Record extracts:
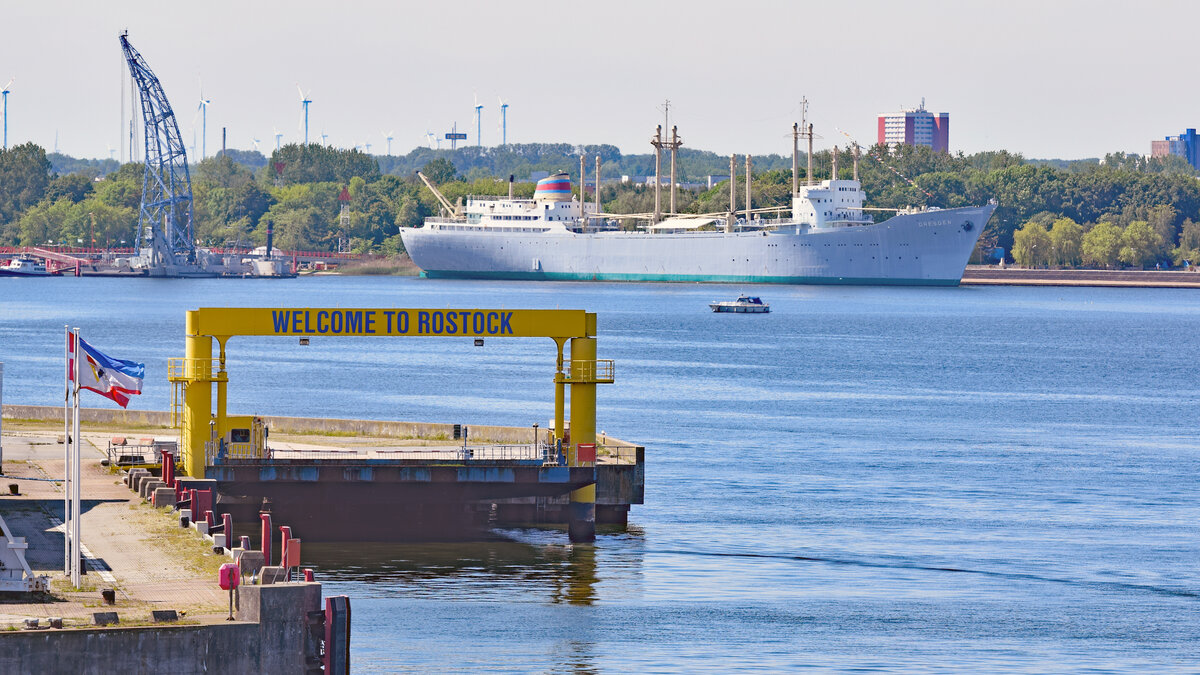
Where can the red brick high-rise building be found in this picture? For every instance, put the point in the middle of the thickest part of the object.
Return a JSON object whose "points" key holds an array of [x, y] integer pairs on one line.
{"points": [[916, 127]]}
...
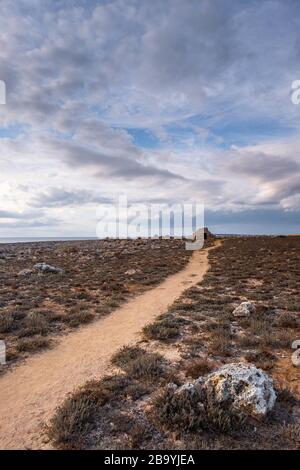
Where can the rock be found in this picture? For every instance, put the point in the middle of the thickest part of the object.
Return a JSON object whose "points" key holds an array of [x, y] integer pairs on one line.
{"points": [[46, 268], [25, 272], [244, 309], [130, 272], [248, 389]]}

Task brief: List every line above that contains the string "thickest", matching its capitalization.

Full solution:
Where can the red brick high-rise building be found in this picture? For every instance, put the point in the middle of the thickest part of the object.
Where can the rock be found in this picture? For every instance, put the point in the middle of the thickest part of the object.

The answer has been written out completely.